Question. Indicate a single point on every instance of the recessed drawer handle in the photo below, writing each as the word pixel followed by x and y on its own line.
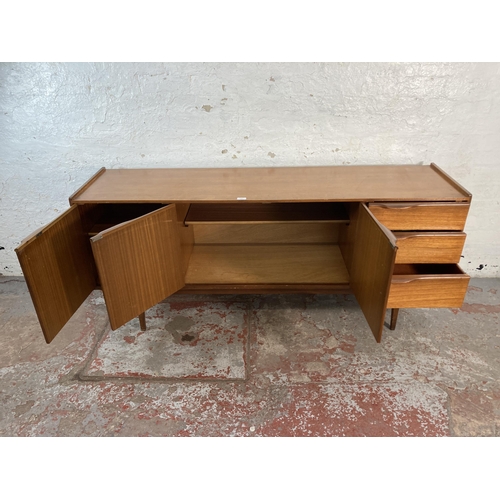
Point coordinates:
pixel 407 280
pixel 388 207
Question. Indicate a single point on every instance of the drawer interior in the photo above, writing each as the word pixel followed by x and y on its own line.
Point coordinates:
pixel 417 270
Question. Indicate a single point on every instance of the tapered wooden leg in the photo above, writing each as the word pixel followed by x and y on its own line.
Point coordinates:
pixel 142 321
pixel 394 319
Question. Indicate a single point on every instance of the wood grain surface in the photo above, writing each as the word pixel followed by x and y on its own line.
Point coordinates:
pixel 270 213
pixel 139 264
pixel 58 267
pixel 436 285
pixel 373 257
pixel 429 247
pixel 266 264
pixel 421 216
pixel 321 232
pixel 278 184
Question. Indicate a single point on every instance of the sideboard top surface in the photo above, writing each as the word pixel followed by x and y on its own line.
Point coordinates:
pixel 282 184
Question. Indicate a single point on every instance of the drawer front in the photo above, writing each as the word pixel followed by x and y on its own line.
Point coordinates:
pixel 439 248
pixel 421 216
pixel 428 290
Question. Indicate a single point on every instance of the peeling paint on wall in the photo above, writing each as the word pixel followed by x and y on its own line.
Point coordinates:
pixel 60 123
--
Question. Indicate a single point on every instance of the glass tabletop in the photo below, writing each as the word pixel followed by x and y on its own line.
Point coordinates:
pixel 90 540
---
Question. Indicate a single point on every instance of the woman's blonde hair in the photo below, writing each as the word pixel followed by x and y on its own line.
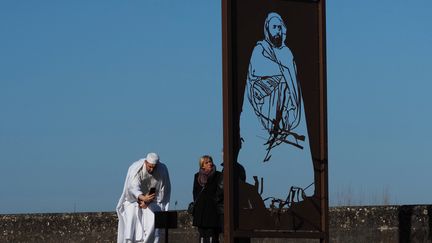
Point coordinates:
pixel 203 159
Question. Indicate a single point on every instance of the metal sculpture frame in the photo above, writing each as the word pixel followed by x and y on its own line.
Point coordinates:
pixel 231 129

Task to complete
Out of the records above, set down only the lines from the one that contains "of the recessed" through the one that contains "the drawer front", unchanged and without the pictures.

Solution for this problem
Question. Indicate a single point on every instance of the recessed drawer handle in the photo below, writing each as the word pixel followed by x and y on its own line.
Point coordinates:
pixel 407 280
pixel 388 207
Question. Indicate a single point on every instance of the drawer interior in the photo above, writing each as the word pixel followed by x and y on its own line.
Point coordinates:
pixel 417 270
Question. Indicate a single point on every instance of the tapered wooden leg in the photo above, writing each as the word pixel followed by x and y on its own line.
Point coordinates:
pixel 142 321
pixel 394 319
Question. Indicate a single point on every instance of the wood grain surface in the photo above, writing each as the word pixel followed by x and y on its own line.
Point coordinates:
pixel 270 213
pixel 139 264
pixel 58 267
pixel 436 285
pixel 373 257
pixel 429 247
pixel 266 264
pixel 421 216
pixel 321 232
pixel 278 184
Question. Indicate a single point on every instance of the sideboard top surface in the photo above, writing each as the word pixel followed by x and y on its own line.
Point coordinates:
pixel 282 184
Question. Indicate a single point on every instance of the drawer front in the photo above, writing each as the word pixel followed by x and y on its own line.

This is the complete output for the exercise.